Lines that include the word "door" should be copied from the listing that follows.

Top of Given data

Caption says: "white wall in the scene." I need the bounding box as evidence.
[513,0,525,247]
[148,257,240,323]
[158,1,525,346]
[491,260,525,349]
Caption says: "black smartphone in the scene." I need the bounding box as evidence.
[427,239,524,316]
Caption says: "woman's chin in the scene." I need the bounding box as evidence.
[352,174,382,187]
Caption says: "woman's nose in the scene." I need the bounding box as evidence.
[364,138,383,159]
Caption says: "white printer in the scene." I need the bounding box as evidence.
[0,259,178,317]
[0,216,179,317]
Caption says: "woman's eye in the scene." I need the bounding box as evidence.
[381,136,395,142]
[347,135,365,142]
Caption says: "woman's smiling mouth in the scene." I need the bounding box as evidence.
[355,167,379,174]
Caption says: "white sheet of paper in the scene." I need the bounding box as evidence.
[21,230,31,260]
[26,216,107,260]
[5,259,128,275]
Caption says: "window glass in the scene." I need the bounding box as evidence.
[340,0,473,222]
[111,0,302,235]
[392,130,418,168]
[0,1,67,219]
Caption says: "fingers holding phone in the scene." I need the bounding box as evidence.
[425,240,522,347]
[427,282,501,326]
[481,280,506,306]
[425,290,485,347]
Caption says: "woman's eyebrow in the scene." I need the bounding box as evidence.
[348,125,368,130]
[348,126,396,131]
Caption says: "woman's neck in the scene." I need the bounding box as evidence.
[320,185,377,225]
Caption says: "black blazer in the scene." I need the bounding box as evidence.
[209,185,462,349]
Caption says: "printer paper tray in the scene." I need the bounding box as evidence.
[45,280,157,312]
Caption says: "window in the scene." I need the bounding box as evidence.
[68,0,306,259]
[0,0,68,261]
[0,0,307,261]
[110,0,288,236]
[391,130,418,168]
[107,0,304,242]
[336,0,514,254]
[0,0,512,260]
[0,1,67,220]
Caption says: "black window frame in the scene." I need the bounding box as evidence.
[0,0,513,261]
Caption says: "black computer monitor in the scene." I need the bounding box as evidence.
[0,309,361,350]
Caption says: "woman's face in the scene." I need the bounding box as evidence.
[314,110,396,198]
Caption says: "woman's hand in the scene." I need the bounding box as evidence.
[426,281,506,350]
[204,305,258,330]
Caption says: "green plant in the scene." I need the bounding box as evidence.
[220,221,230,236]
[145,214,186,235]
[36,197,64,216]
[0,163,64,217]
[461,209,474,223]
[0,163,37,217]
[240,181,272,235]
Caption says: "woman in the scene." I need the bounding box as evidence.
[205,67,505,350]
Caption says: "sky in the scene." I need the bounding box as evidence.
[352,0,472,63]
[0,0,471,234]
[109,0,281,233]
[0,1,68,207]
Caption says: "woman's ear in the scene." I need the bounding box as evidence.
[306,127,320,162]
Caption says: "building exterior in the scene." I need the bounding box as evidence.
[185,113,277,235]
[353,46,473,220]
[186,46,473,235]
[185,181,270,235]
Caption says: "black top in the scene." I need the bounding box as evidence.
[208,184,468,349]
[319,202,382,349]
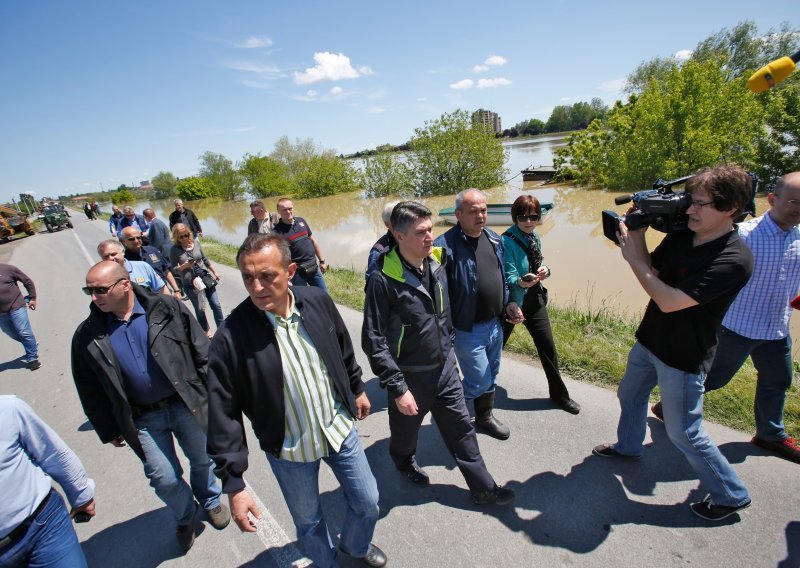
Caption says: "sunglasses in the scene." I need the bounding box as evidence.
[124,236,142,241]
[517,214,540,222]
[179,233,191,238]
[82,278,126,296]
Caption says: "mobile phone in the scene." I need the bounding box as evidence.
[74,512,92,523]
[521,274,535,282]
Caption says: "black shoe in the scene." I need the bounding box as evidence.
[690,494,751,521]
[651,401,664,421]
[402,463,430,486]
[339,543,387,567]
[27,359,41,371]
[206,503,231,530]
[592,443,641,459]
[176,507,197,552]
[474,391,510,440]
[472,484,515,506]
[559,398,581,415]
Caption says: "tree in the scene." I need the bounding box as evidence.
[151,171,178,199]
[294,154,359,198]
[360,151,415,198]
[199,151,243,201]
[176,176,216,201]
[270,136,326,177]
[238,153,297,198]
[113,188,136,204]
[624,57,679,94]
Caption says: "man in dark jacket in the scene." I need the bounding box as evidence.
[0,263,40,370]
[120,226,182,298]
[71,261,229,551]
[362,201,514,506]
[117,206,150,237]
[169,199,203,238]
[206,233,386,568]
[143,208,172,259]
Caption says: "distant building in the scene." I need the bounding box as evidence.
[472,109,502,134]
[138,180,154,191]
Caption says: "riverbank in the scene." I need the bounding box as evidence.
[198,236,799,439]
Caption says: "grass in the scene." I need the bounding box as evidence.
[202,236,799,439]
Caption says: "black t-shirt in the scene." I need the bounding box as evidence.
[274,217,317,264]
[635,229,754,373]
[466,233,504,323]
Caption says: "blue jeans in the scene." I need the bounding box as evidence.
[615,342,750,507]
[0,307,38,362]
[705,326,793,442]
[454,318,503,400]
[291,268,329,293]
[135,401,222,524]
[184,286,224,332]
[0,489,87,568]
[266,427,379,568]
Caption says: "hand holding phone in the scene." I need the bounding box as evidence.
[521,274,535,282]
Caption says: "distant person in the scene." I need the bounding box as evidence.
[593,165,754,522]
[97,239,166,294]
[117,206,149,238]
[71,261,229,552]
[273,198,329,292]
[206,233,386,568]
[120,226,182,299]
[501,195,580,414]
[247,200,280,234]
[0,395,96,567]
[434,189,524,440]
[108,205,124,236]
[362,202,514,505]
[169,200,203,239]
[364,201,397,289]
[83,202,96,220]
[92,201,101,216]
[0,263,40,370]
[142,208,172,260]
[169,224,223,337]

Bottom of Given data
Top of Given data

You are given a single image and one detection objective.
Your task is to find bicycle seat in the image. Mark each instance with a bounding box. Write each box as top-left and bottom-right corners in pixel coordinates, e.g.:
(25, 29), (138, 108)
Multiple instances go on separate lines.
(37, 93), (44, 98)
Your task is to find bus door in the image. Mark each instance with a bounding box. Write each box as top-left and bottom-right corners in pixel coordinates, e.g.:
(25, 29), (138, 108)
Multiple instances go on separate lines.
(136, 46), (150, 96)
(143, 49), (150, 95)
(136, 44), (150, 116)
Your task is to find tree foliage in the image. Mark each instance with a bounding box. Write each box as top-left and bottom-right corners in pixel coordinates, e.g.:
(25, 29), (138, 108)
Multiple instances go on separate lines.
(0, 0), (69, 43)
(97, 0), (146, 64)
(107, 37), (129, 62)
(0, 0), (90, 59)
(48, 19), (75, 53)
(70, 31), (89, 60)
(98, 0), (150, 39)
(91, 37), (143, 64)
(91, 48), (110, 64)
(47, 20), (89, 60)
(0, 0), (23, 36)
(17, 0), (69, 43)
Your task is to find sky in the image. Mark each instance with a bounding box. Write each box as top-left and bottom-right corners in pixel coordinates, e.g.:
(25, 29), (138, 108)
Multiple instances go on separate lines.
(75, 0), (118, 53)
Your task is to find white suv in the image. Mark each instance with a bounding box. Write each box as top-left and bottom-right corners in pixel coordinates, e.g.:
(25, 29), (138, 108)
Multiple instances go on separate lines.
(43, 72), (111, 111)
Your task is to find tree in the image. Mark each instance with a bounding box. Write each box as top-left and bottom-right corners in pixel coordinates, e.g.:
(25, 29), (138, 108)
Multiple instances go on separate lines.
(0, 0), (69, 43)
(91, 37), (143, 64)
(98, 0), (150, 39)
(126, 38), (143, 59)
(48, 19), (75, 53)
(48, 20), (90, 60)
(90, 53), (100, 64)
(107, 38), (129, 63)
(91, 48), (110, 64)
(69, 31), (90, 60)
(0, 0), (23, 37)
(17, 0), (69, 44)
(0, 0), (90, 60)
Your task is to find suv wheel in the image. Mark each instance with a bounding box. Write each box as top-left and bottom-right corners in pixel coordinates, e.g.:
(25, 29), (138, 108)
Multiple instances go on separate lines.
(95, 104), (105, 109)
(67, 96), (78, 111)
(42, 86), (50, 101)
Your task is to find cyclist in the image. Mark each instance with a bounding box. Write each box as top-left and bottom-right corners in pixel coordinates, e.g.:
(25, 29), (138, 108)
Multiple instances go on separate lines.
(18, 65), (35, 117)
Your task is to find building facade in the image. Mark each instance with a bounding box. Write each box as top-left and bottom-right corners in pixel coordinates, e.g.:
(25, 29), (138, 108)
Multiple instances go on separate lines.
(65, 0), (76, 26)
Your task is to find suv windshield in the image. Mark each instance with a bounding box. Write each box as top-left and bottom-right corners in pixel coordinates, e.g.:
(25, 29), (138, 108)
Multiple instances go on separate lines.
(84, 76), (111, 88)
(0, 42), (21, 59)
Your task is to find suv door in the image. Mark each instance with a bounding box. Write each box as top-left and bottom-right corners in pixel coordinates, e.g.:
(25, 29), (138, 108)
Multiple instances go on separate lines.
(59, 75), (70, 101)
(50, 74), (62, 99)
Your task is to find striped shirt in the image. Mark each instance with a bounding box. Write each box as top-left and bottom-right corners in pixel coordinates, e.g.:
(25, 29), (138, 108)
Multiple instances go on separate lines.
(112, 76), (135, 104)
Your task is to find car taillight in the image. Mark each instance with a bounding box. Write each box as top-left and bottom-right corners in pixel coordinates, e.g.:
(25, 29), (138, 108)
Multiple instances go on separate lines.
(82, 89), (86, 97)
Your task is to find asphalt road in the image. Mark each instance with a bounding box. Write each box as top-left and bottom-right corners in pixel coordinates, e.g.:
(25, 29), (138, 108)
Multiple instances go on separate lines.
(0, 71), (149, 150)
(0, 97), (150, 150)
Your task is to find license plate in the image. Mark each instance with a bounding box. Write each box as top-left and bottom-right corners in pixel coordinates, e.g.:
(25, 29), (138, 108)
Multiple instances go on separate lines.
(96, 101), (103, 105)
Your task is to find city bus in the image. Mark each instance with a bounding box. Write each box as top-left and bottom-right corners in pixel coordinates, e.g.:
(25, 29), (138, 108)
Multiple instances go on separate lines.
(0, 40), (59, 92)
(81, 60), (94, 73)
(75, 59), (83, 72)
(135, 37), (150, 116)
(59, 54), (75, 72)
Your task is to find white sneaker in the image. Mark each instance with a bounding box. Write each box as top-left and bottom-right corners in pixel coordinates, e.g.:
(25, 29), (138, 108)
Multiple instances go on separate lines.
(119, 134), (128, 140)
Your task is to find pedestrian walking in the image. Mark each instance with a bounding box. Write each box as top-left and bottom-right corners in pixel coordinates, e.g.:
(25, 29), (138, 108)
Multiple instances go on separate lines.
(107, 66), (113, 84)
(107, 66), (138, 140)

Bottom of Given data
Top of Given data

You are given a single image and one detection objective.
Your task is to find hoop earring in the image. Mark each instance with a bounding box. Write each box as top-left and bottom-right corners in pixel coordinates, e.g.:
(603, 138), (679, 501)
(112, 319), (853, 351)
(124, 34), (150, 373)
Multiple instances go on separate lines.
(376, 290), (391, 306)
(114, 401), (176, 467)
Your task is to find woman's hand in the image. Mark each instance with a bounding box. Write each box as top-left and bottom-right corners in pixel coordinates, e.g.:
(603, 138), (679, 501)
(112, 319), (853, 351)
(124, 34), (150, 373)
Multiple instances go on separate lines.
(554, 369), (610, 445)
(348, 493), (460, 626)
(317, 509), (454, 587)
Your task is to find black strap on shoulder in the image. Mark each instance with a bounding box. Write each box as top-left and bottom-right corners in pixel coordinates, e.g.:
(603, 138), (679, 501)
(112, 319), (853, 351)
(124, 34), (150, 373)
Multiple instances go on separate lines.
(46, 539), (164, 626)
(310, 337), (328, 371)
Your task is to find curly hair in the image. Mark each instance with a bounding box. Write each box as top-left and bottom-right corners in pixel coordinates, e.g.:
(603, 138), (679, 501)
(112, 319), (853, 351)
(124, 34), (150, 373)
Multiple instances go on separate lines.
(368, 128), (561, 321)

Bottom of Given data

### [Task result]
Your task is to find bus door in the image. Mark each instance with a bounding box. Write each box as top-left and bottom-right corners in pixel coordinates, e.g.:
Your task is to find suv door in the image. Mark each instance with a bounding box. Write each box as top-left and bottom-right corners in pixel coordinates, e.g.:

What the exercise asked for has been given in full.